BEGIN
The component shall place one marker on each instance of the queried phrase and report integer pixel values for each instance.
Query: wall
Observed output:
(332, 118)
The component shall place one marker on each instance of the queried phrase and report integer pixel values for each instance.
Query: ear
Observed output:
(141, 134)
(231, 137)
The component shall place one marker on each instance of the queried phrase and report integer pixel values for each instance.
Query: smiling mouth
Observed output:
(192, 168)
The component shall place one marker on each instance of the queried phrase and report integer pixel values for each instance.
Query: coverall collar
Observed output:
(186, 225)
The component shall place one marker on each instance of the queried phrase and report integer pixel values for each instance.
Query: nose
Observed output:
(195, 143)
END
Short problem: Arrange the records above as a two-column CSV with the headers "prompt" and "output", giving one row per record. Put each record's text and its answer in a single quoted field each, with every line break replaced by a space.

Final result:
prompt,output
"The component shall place one marker on each instance of the queried phrase and report integer pixel values for each instance. Query: wall Observed output:","(332, 118)"
"The component shall place one marker on each instance of the queried phrase and report integer pixel values for each instance. Query: ear Observed output:","(141, 134) (231, 137)"
"The component shall place one marker on each instance of the queried phrase and report integer pixel values for each instance. Query: smiling mouth Observed output:","(192, 168)"
"The component shall place one marker on each instance of the queried phrase and report integer pixel values for each instance. Query: coverall collar Observed output:","(186, 225)"
"The component shall place one marker on each instance of the queried phrase and report integer pixel values for each instance. Query: nose Observed output:","(195, 143)"